Well, I am going to call the guy a thief. He(she) knew Dam* well that stuff wasn't his yet he picked it up and took it. Until proven otherwise (like turning it in at the DWR office or something) he's a thief( in fact he committed grand theft...a felony.) As described by Paddler, he left it right behind his truck, it wasn't just laying there in an empty parking lot.

So sorry for the loss Paddler, hopefully the guy did turn it in someplace. Be sure and report this to the authorities(over the phone) and get a case number(might even need the number for an insurance claim). You will need to make follow up calls to the assigned detective and request he check (at least once a week for the next month or so) the pawnshop data base. Many times the items will be pawned a couple weeks after the deed ...let them cool off a little...so be patient and persistent with the detective because if they have been sold at a pawnshop it is easily found and recovered. Have your S/N's and discription handy for when you make your report.

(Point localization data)
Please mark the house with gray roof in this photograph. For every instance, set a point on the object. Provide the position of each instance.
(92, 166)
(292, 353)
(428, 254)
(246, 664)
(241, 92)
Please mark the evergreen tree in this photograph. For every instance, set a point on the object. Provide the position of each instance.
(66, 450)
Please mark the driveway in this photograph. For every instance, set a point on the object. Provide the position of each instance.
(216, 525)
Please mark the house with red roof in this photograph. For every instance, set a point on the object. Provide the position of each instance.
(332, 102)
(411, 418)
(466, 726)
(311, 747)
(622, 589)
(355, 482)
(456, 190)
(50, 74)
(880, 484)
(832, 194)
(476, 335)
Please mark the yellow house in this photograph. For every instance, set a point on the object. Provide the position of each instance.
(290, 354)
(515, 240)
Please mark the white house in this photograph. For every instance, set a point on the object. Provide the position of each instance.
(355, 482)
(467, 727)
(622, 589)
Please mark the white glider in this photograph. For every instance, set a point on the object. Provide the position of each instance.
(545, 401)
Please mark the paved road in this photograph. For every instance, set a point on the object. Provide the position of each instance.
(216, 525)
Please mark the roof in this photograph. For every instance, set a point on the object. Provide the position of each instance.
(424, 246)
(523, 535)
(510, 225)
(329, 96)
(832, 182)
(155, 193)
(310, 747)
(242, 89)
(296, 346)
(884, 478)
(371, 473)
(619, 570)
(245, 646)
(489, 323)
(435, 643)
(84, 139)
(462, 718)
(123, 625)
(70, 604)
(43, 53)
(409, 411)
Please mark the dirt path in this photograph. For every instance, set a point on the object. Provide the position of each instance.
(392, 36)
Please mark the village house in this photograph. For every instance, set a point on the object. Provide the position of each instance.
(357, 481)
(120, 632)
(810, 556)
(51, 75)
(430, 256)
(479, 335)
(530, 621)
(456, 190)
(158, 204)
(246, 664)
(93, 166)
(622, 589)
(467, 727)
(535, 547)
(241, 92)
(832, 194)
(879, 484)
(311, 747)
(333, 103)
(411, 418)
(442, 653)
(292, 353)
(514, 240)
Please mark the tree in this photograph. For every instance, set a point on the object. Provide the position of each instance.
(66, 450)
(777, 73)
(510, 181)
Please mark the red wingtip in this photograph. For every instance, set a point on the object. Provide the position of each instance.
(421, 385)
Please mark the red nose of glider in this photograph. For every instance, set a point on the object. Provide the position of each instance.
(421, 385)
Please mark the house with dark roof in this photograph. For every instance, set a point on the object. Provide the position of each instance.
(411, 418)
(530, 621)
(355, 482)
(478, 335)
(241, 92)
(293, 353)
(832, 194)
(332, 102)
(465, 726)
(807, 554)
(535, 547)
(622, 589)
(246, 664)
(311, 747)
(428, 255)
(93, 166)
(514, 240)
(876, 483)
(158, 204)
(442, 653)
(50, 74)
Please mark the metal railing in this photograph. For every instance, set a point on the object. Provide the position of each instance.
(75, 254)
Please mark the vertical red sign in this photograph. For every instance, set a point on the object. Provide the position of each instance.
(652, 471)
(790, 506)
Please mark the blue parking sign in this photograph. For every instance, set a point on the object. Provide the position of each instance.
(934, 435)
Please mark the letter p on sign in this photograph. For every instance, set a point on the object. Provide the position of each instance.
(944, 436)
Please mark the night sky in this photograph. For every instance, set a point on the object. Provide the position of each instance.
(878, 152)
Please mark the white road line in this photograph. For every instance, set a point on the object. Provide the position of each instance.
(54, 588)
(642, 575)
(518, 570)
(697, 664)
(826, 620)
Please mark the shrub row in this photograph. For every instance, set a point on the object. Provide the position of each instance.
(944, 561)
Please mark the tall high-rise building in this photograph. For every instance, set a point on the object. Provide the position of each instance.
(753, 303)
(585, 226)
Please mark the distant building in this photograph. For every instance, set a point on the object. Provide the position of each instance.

Problem requirements: Reproduce word for word the part of the theft post that starts with "Well, I am going" and goes on through "empty parking lot.".

The answer:
Well, I am going to call the guy a thief. He(she) knew Dam* well that stuff wasn't his yet he picked it up and took it. Until proven otherwise (like turning it in at the DWR office or something) he's a thief( in fact he committed grand theft...a felony.) As described by Paddler, he left it right behind his truck, it wasn't just laying there in an empty parking lot.